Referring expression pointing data
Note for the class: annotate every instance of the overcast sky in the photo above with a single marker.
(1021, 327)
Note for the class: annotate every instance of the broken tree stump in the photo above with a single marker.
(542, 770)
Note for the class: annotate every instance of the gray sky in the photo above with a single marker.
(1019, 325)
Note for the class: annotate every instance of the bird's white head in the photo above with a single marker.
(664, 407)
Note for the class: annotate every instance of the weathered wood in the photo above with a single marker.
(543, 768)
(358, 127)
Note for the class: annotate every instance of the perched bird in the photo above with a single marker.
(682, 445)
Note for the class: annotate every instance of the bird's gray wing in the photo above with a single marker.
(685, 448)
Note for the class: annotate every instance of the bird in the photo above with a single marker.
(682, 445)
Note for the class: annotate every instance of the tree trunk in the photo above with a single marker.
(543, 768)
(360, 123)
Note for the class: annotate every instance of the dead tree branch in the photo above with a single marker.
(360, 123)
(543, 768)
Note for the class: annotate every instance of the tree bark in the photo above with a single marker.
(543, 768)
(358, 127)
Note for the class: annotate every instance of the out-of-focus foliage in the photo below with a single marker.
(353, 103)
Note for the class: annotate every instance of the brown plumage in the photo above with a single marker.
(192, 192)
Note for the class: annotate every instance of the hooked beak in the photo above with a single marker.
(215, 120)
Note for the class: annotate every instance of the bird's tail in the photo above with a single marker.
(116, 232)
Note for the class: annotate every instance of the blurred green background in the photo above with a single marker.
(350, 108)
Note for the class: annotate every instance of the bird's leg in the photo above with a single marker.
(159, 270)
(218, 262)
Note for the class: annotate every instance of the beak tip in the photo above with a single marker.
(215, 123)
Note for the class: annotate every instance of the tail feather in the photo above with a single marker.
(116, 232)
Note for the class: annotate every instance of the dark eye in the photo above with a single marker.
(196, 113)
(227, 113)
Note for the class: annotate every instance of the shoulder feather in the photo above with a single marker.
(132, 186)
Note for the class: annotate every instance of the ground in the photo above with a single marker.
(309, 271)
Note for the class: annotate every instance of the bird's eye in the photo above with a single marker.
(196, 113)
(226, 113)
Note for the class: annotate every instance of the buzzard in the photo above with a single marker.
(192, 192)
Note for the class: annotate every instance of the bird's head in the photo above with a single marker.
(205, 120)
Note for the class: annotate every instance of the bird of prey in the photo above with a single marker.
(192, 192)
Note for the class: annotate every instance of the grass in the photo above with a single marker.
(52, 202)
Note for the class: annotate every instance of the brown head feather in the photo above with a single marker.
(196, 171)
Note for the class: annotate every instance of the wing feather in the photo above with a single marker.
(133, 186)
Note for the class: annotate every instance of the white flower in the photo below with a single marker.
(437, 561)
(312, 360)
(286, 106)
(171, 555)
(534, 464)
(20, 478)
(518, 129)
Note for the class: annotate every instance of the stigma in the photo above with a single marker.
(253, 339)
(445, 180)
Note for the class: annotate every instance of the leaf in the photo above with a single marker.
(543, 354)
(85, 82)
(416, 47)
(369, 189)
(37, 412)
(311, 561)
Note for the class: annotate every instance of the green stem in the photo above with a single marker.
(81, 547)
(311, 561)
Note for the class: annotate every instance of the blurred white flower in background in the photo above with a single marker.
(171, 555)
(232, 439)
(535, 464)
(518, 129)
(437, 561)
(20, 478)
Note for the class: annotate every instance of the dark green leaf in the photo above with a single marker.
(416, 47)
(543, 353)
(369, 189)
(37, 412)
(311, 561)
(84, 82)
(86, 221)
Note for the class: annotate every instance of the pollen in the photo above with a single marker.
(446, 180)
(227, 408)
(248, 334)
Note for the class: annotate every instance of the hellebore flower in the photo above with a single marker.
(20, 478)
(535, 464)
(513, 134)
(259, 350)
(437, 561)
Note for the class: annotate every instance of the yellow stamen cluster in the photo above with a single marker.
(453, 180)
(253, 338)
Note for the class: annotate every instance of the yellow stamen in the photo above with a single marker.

• Exercise aim: Every record must be retyped so that it matches the original exactly.

• Problem solution:
Note for the class: annotate every instance of the overcast sky in the photo above with a single marker.
(1021, 327)
Note for the class: annotate every instance of the broken tree stump in the photo above with a single marker.
(542, 770)
Note for the class: annotate every instance of the gray sky in the photo above with a single marker.
(1019, 325)
Note for the class: annotate every instance of the bird's white head in the photo above with a single marker.
(664, 407)
Note for the class: annotate every instance of the weathered wood in the photo above with a single marker.
(543, 768)
(358, 127)
Note for the class: annotate every instance of the perched bird in the photo above with a single marker.
(682, 445)
Note for the class: annotate every instance of the bird's gray wing in the photo above with a single marker.
(685, 448)
Note for the class: annotate every instance of the bird in the photo above with a single marker.
(682, 445)
Note for the class: annotate every instance of the tree trunk in the photo above with a single marker.
(543, 768)
(360, 123)
Note for the class: annotate every instance of the dead tree branch in the photo above with a single marker.
(360, 123)
(543, 768)
Note for the class: annotate every instance of the tree bark in the photo above with a single marker.
(543, 768)
(358, 127)
Note for the class: annotate every instance of the out-of-focus foliage in the photo below with a single marker.
(353, 103)
Note for the class: annotate every instance of the brown plumage in the photo above with a single marker.
(192, 192)
Note for the class: annotate every instance of the hooked beak in the photo above with a single marker.
(215, 120)
Note for the class: annotate every instance of the bird's tail in the photo above with a single marker.
(116, 232)
Note for the class: annotate every instance of the blurred green background in the photo above with a single marker.
(350, 108)
Note for the class: annotate every instance of the bird's leg in the photo above with a single marker.
(159, 270)
(218, 262)
Note for the class: annotate every instance of the beak tip in the photo above with a single marker.
(215, 123)
Note for the class: annotate every instance of the tail feather in the photo above with a single marker.
(116, 232)
Note for the class: annotate every instance of the dark eye in the photo above with a single marker.
(196, 113)
(227, 113)
Note for the class: annotate every instance of the shoulder feather in the photo above with a single marker.
(132, 186)
Note for the class: annotate every instance of the ground in the photo above with a single marker.
(309, 271)
Note for the class: annotate every instance of the bird's eye in the photo above with a single marker.
(196, 113)
(226, 113)
Note for the class: annotate every instance of the buzzard in the photo above with a single marker.
(192, 192)
Note for the class: annotate every instance of the bird's head in the photo above with a single marker.
(205, 120)
Note for the class: annotate every instance of the bird of prey in the photo above with a single marker.
(192, 192)
Note for the class: annotate every instance of the grass in the photo above with a single marker.
(52, 202)
Note for the class: annotate every instance of the brown head feather in the photo above with a single marker.
(196, 171)
Note for the class: annotate every instance of the wing feather in the photo above with a single marker.
(133, 186)
Note for the class: annotate every instance of the white flower in the photo below with a single marker.
(437, 561)
(312, 360)
(286, 106)
(171, 555)
(534, 464)
(20, 478)
(518, 129)
Note for the class: annotate every instance of the stigma in the photo above with a single marker.
(253, 339)
(445, 180)
Note for the class: annotate every instance of the leaf in the photo above with a single marker.
(543, 354)
(85, 82)
(416, 47)
(369, 189)
(37, 412)
(311, 561)
Note for the class: annotate every instance of the green stem in the photo above with a single marker.
(81, 547)
(311, 561)
Note for the class: annotate every instance of the blurred white flower in background in the photo above with a single marker.
(171, 555)
(232, 439)
(535, 464)
(518, 129)
(437, 561)
(20, 478)
Note for the class: annotate every instance of the dark green leaf in the photo above with a single marker.
(416, 47)
(543, 353)
(369, 189)
(37, 412)
(311, 561)
(84, 82)
(86, 221)
Note for the class: annotate every instance of the pollen in the photo above with a single marker.
(446, 180)
(227, 408)
(248, 334)
Note for the class: annotate every instance of the hellebore flower in the photo above with a single marker.
(20, 478)
(535, 464)
(513, 134)
(259, 350)
(437, 561)
Note for the class: annotate every instance of the yellow stamen cluster in the photo above with a single marker.
(453, 180)
(253, 338)
Note for the class: annotate every instance of the yellow stamen in the photo above with a single marker.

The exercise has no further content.